[Data to examine — start]

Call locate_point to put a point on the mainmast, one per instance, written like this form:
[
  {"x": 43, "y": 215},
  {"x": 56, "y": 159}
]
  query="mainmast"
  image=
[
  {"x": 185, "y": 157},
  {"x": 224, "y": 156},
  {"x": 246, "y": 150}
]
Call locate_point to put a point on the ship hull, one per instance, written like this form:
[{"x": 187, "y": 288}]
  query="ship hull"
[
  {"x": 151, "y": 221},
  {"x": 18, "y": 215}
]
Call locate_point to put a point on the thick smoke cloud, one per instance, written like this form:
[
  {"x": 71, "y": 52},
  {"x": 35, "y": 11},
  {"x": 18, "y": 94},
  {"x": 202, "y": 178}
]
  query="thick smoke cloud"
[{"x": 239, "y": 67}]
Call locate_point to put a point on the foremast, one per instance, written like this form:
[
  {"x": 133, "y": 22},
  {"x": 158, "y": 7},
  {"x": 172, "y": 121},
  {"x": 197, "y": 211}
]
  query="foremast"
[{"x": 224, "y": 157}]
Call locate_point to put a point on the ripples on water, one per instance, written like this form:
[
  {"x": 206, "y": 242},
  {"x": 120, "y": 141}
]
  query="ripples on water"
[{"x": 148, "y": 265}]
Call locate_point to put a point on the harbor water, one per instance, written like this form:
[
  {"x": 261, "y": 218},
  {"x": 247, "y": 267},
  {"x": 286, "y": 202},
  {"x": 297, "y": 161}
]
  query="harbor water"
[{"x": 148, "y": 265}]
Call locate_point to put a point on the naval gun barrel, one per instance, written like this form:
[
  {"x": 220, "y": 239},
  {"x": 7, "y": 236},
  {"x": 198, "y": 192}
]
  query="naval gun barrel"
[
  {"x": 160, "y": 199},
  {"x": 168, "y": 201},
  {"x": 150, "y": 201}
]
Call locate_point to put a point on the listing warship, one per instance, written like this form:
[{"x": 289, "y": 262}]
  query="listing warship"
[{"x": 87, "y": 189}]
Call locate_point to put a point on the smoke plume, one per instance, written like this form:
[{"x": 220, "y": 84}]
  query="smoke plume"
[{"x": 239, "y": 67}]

[Data to examine — finish]

Take each line above that contains "mainmast" and copy it out.

§ Task answer:
Call locate_point to put a point on the mainmast, one per instance, written like this form:
  query="mainmast"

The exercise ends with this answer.